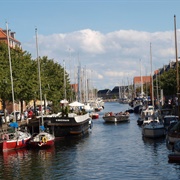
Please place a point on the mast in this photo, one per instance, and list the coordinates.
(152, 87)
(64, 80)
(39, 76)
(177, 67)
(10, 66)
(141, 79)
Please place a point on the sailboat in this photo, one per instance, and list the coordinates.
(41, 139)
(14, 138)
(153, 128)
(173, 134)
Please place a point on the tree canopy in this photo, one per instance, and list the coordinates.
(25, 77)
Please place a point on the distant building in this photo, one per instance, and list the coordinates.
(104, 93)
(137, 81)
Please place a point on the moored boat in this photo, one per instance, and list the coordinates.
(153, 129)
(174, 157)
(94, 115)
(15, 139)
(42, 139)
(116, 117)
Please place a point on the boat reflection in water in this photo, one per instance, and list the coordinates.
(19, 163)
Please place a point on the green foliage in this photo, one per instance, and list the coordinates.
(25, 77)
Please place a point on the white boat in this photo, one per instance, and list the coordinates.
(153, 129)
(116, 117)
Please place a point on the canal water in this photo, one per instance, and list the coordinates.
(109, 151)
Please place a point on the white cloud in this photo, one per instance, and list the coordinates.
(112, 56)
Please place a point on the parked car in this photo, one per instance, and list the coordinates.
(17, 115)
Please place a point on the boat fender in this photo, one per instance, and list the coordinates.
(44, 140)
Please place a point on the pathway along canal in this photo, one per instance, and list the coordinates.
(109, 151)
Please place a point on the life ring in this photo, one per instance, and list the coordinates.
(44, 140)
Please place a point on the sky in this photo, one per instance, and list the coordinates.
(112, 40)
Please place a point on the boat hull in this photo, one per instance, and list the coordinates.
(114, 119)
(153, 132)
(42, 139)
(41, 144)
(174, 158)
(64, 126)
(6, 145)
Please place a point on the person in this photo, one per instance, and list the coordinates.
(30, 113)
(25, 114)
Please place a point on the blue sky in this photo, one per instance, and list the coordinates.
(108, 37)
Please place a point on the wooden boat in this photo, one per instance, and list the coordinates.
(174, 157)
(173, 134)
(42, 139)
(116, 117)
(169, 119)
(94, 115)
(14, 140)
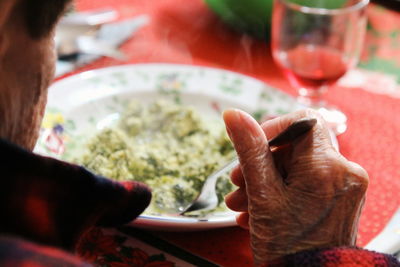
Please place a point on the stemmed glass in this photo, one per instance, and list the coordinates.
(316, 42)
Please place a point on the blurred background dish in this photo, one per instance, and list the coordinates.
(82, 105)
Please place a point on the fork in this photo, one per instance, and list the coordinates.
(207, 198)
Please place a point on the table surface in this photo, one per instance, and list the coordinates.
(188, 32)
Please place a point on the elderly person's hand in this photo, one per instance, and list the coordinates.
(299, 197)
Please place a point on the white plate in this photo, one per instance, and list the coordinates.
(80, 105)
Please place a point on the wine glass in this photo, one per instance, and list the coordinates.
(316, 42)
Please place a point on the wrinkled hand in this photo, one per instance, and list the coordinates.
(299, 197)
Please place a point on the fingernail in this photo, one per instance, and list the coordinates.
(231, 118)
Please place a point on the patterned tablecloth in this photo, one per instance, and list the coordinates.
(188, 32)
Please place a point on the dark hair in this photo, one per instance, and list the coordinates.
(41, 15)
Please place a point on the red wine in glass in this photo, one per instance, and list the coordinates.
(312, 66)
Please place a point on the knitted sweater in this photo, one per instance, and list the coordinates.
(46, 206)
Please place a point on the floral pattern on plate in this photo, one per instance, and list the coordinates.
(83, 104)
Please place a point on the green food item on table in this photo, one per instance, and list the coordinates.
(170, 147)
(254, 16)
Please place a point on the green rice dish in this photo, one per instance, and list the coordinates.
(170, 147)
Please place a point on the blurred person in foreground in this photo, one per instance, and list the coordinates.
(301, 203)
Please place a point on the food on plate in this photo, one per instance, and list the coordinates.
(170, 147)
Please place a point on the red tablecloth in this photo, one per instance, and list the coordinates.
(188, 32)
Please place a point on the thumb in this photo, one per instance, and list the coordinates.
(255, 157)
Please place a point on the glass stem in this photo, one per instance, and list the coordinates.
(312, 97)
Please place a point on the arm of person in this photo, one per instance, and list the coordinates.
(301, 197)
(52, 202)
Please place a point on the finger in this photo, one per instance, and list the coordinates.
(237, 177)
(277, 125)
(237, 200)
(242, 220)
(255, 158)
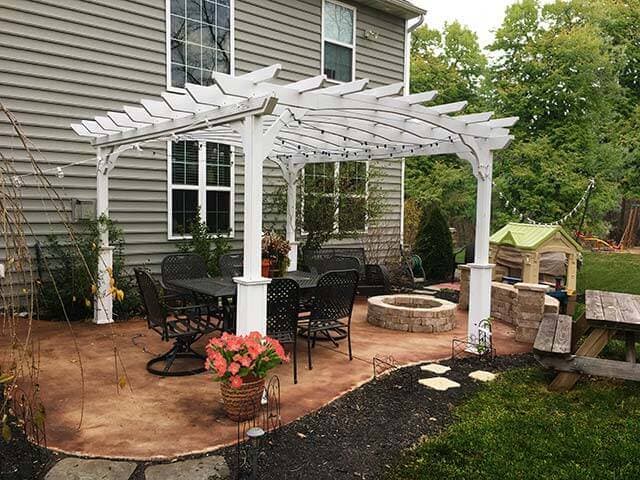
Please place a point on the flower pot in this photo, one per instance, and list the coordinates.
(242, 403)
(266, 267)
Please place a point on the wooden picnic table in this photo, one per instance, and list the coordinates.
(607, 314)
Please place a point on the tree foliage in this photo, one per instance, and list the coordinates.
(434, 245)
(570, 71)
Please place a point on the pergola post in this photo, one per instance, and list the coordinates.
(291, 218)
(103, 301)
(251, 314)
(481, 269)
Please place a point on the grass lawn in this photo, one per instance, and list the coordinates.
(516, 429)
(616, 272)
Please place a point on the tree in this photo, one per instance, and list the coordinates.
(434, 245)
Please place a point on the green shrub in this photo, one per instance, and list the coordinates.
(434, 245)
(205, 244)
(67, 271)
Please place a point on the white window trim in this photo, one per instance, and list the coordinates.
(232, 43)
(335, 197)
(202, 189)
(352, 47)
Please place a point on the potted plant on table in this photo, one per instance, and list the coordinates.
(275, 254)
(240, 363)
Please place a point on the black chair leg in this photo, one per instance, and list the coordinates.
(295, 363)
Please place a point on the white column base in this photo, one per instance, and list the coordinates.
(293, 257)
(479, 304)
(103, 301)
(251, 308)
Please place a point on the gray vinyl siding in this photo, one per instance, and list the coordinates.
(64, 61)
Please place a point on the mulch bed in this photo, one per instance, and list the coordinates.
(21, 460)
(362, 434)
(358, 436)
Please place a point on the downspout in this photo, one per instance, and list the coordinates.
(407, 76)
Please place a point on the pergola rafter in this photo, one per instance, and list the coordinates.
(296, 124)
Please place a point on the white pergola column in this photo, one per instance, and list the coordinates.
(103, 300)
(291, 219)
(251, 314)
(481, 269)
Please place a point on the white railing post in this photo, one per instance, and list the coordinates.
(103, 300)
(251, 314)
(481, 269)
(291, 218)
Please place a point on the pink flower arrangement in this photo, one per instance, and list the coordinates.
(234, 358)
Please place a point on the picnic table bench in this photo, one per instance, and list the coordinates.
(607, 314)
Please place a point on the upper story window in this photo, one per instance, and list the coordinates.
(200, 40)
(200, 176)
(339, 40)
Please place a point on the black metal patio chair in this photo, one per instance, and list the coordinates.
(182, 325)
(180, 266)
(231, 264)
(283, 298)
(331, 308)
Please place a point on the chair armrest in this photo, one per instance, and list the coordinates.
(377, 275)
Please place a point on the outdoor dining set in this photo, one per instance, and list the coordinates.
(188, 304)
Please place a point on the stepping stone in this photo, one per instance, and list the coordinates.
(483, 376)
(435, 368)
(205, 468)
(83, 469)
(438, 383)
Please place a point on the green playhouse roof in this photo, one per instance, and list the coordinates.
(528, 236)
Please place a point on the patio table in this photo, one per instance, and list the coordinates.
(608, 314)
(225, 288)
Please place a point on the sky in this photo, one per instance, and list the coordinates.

_Given problem_
Copy everything from the line containing "Please place a point on the green playhouse" down to the end of the records, requests included. Scale every coordinate in the answers by 1.5 and round each to a whole number, with halves rounded up.

_Solution_
Please place a point on the green playhouse roof in this photo, one per instance, and list the coordinates.
(792, 354)
Please place a point on the patio table in this photo, one per instance, and list the coordinates.
(912, 471)
(338, 432)
Please place a point on the sky in this photo, one per instance, and list the coordinates.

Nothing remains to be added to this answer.